# [WHAT NEEDS TO BE DONE]
Please reproduce every one of the rows below word for word, changing nothing.
*** RECORDS SUPPLIED Section Begins ***
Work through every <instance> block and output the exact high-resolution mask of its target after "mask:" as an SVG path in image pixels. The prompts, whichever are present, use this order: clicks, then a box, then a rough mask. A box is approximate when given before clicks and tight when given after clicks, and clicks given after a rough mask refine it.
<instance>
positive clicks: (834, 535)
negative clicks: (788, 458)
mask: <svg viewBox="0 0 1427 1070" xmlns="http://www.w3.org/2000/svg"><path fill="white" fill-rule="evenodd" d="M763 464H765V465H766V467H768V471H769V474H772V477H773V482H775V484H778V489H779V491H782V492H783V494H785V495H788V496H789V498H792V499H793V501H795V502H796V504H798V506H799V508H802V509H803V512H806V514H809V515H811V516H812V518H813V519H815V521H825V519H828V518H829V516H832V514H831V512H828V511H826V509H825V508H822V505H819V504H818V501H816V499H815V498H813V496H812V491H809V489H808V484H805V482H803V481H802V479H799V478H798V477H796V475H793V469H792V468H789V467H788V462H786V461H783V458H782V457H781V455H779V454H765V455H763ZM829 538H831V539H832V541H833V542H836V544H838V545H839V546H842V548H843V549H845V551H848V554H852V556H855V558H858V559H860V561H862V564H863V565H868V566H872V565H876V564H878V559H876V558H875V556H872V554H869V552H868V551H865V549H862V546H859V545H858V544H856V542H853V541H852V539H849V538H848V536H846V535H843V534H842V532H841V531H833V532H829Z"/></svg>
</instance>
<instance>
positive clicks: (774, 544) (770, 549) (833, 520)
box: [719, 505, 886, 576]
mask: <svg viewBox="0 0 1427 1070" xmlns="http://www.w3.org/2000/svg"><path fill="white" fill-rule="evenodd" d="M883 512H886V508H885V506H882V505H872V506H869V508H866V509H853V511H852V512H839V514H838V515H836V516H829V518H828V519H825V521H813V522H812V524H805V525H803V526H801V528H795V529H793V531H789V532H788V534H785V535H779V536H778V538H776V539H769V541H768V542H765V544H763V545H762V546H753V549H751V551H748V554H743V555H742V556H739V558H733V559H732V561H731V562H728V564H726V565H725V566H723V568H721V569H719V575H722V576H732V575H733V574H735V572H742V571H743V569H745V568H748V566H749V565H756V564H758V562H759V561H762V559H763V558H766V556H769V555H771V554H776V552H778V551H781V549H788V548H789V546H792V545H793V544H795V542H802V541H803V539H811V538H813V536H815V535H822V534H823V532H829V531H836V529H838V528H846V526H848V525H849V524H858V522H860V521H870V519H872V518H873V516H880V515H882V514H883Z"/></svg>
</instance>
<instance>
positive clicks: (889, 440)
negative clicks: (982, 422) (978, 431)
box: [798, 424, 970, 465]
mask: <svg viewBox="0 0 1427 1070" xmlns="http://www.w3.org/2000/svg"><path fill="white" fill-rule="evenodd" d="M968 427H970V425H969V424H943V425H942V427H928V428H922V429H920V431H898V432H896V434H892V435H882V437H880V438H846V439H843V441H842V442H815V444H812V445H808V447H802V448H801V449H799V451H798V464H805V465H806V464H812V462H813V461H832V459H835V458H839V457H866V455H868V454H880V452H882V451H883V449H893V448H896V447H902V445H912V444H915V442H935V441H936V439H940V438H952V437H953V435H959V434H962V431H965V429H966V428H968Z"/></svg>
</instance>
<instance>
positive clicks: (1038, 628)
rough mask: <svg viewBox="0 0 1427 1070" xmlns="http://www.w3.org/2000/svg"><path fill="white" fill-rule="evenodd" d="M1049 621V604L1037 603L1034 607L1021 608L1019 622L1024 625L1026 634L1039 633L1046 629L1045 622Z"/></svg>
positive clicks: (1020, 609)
*** RECORDS SUPPLIED Section Ends ***
# [ANSWER BOX]
Work through every <instance> block and output the exact high-resolution mask of its target after "mask:" as an SVG path in image pixels. The prompts, whichever are present, use this order: clicks, then a box, then a rough mask. A box is approximate when given before clicks and tight when given after clicks, and clicks given after a rough mask refine it.
<instance>
positive clicks: (834, 535)
negative clicks: (788, 458)
mask: <svg viewBox="0 0 1427 1070" xmlns="http://www.w3.org/2000/svg"><path fill="white" fill-rule="evenodd" d="M763 464H765V465H766V467H768V471H769V474H772V477H773V482H775V484H778V489H779V491H782V492H783V494H785V495H788V496H789V498H792V499H793V501H795V502H796V504H798V506H799V508H802V509H803V512H806V514H809V515H811V516H812V518H813V519H815V521H825V519H828V518H829V516H832V514H831V512H828V511H826V509H825V508H822V505H819V504H818V501H816V499H815V498H813V496H812V491H809V489H808V484H805V482H803V481H802V479H799V478H798V477H796V475H793V469H792V468H789V467H788V462H786V461H783V458H782V457H781V455H779V454H765V455H763ZM829 538H831V539H832V541H833V542H836V544H838V545H839V546H842V548H843V549H845V551H848V554H852V556H855V558H858V559H860V561H862V564H863V565H868V566H872V565H876V564H878V559H876V558H875V556H872V554H869V552H868V551H865V549H862V546H859V545H858V544H856V542H853V541H852V539H849V538H848V536H846V535H843V534H842V532H841V531H833V532H829Z"/></svg>
</instance>
<instance>
positive clicks: (774, 544) (770, 549) (833, 520)
box: [719, 505, 886, 576]
mask: <svg viewBox="0 0 1427 1070" xmlns="http://www.w3.org/2000/svg"><path fill="white" fill-rule="evenodd" d="M883 512H886V508H885V506H882V505H872V506H869V508H866V509H853V511H852V512H839V514H838V515H836V516H829V518H828V519H825V521H813V522H812V524H805V525H803V526H801V528H795V529H793V531H789V532H788V534H785V535H779V536H778V538H776V539H769V541H768V542H765V544H763V545H762V546H753V549H751V551H748V554H743V555H742V556H739V558H733V559H732V561H731V562H728V564H726V565H725V566H723V568H721V569H719V575H722V576H732V575H733V574H735V572H742V571H743V569H745V568H748V566H749V565H756V564H758V562H759V561H762V559H763V558H766V556H769V555H771V554H776V552H778V551H781V549H788V548H789V546H792V545H793V544H795V542H802V541H803V539H811V538H813V536H815V535H822V534H823V532H829V531H836V529H838V528H846V526H848V525H849V524H858V522H860V521H870V519H872V518H873V516H880V515H882V514H883Z"/></svg>
</instance>
<instance>
positive clicks: (889, 440)
negative clicks: (982, 422) (978, 431)
box: [798, 424, 970, 465]
mask: <svg viewBox="0 0 1427 1070" xmlns="http://www.w3.org/2000/svg"><path fill="white" fill-rule="evenodd" d="M968 427H970V425H969V424H943V425H942V427H928V428H922V429H920V431H898V432H896V434H892V435H882V437H880V438H846V439H843V441H842V442H815V444H812V445H808V447H802V448H801V449H799V451H798V464H805V465H806V464H812V462H813V461H832V459H835V458H839V457H866V455H868V454H880V452H882V451H883V449H893V448H896V447H902V445H912V444H915V442H935V441H936V439H940V438H952V437H953V435H959V434H962V431H965V429H966V428H968Z"/></svg>
</instance>
<instance>
positive clicks: (1038, 628)
rough mask: <svg viewBox="0 0 1427 1070" xmlns="http://www.w3.org/2000/svg"><path fill="white" fill-rule="evenodd" d="M1049 621V604L1037 603L1034 607L1021 608L1019 622L1024 625L1026 634L1039 633L1046 629L1045 622Z"/></svg>
positive clicks: (1020, 609)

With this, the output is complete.